» **Exercise directions**: Reproduce exactly the span of lines that opens with the line containing "If you could put a point on the thatched" and closes with the last line of the entries below.

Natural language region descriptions
★ ★ ★ ★
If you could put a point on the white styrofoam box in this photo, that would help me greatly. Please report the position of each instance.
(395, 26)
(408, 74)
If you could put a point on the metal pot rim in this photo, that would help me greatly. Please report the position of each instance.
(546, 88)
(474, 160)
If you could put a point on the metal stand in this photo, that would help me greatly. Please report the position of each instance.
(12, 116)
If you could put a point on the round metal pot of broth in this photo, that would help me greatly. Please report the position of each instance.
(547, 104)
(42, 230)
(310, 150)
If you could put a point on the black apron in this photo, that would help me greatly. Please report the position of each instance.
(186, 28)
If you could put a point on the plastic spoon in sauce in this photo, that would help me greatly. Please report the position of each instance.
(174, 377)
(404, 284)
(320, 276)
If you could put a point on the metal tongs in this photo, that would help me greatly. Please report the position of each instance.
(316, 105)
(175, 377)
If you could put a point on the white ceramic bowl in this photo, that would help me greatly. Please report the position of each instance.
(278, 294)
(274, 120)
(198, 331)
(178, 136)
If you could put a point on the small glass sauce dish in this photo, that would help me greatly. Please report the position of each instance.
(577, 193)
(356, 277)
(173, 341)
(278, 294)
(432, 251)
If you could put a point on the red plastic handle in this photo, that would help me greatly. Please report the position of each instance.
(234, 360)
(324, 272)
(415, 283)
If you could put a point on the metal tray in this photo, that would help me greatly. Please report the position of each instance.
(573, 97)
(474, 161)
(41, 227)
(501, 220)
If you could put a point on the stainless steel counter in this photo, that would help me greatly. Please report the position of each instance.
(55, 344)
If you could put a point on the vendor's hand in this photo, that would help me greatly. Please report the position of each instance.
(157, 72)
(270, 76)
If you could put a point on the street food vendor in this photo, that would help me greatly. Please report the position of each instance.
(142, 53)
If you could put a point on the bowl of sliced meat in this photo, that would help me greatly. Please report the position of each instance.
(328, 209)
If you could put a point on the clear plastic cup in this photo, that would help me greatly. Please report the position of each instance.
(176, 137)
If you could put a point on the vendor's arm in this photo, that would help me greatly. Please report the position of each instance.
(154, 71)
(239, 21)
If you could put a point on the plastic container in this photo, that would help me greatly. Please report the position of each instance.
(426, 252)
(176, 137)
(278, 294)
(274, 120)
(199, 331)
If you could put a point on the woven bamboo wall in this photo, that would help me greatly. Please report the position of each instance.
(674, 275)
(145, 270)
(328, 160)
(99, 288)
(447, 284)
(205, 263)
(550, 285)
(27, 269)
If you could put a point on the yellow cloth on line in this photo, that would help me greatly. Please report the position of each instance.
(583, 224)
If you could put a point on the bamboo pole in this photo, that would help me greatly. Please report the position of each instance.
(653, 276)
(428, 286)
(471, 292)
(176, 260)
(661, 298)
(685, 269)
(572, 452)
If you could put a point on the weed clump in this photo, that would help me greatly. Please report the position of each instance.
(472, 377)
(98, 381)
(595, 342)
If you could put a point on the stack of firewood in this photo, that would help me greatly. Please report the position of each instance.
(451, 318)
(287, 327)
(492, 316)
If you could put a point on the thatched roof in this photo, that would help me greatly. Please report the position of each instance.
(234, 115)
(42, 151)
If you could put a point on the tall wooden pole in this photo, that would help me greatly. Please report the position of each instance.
★ ★ ★ ★
» **The answer**:
If you could put a point on the thatched roof in this photo, that would help me greatly. Please report the position of each instance.
(234, 115)
(42, 151)
If you could put a point on the tall wooden pole in this photo, that would help me greatly. Please report the position of each instance.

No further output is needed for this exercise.